• TASK DETAILS:
Rewrite every line of the entries below as a numbered list, omitting any blank lines.

(Data drawn from a collection)
——————————
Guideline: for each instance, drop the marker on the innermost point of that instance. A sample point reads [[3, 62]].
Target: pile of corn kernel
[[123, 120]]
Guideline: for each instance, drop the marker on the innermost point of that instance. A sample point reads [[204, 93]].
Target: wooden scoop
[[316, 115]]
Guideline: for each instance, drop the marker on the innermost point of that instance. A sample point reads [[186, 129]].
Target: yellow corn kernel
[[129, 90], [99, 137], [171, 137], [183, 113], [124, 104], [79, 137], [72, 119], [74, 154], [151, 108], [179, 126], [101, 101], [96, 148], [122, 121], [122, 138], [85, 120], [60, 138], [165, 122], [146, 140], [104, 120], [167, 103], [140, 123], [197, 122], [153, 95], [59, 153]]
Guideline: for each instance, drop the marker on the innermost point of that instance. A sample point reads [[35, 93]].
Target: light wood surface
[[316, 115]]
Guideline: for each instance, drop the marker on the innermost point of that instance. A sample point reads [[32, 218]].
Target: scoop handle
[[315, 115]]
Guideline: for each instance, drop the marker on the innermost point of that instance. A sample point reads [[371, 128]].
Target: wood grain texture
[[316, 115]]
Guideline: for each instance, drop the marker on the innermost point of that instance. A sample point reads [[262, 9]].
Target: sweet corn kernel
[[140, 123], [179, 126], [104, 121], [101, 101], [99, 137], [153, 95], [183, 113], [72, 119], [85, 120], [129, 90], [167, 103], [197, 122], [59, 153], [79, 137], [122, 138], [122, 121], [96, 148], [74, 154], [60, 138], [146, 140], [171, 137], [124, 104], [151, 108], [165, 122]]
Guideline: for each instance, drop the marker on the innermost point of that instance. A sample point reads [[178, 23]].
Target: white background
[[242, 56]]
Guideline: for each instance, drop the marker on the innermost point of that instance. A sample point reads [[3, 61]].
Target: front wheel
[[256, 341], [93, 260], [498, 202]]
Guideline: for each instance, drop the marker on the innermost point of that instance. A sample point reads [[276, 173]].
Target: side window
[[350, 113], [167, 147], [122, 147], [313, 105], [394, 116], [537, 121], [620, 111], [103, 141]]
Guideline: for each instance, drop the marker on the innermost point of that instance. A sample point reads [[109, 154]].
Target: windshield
——————————
• THE OUTPUT:
1. Guideline: for each instance, drop the marker on the innermost point of that instance. A sample point reads [[3, 62]].
2. Target: pile of corn kernel
3. [[123, 120]]
4. Guideline: for each instance, drop the marker on the innermost point of that instance. A sample point reads [[204, 93]].
5. Target: wooden scoop
6. [[316, 115]]
7. Guideline: for each instance, drop the marker on the innermost point of that instance. A sample point reads [[186, 129]].
8. Target: yellow corn kernel
9. [[129, 90], [99, 137], [171, 137], [183, 113], [124, 104], [79, 137], [72, 119], [74, 154], [151, 108], [179, 126], [101, 101], [96, 148], [122, 121], [122, 138], [85, 120], [60, 138], [165, 122], [146, 140], [104, 120], [167, 103], [140, 123], [197, 122], [153, 95], [59, 153]]
10. Guideline: for each instance, drop the marker on the innermost point of that instance. A sample point reads [[35, 93]].
11. Target: light wood surface
12. [[316, 115]]
13. Guideline: for each instance, drop the marker on the innermost point of that instance. A sample point reads [[32, 218]].
14. Target: scoop handle
15. [[315, 115]]
16. Guideline: for each instance, drop the marker on the innermost point of that instance. A sample point reads [[371, 128]].
17. Target: wood grain texture
18. [[316, 115]]
19. Guideline: for each instance, drop the marker on the innermost point of that instance. A sample point reads [[262, 9]].
20. Target: sweet corn kernel
21. [[140, 123], [179, 126], [104, 121], [101, 101], [99, 137], [153, 95], [183, 113], [72, 119], [85, 120], [129, 90], [167, 103], [197, 122], [59, 153], [79, 137], [122, 138], [122, 121], [96, 148], [74, 154], [60, 138], [146, 140], [171, 137], [124, 104], [151, 108], [165, 122]]
22. Guideline: for each instance, drop the marker on the innermost point of that instance. A sample point reads [[178, 23]].
23. Target: white background
24. [[242, 56]]
25. Guideline: for each instance, drop the marker on the innermost point of that instance. A sample point reads [[3, 61]].
26. Target: front wheel
27. [[256, 341], [93, 260], [498, 202]]
28. Guideline: for each instance, drop the marker on the innermost point of that instance. A sample point reads [[276, 173]].
29. Target: side window
30. [[350, 113], [167, 147], [122, 147], [313, 105], [394, 116], [537, 121], [620, 111], [103, 141]]
31. Guideline: for each instance, drop the marker on the innermost point of that instance. A sample point reads [[109, 154]].
32. Target: windshield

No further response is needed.